Wherever the string "paving" appears in the entries below, return the line that holds it.

-- -- --

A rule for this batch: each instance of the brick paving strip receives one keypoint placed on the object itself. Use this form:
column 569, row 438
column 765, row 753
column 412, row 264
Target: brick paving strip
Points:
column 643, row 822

-- -- --

- _WRITTEN ANSWER_
A rule for this batch: each instance of the brick paving strip receives one keypoint placed on the object itself. Use this form:
Target: brick paving strip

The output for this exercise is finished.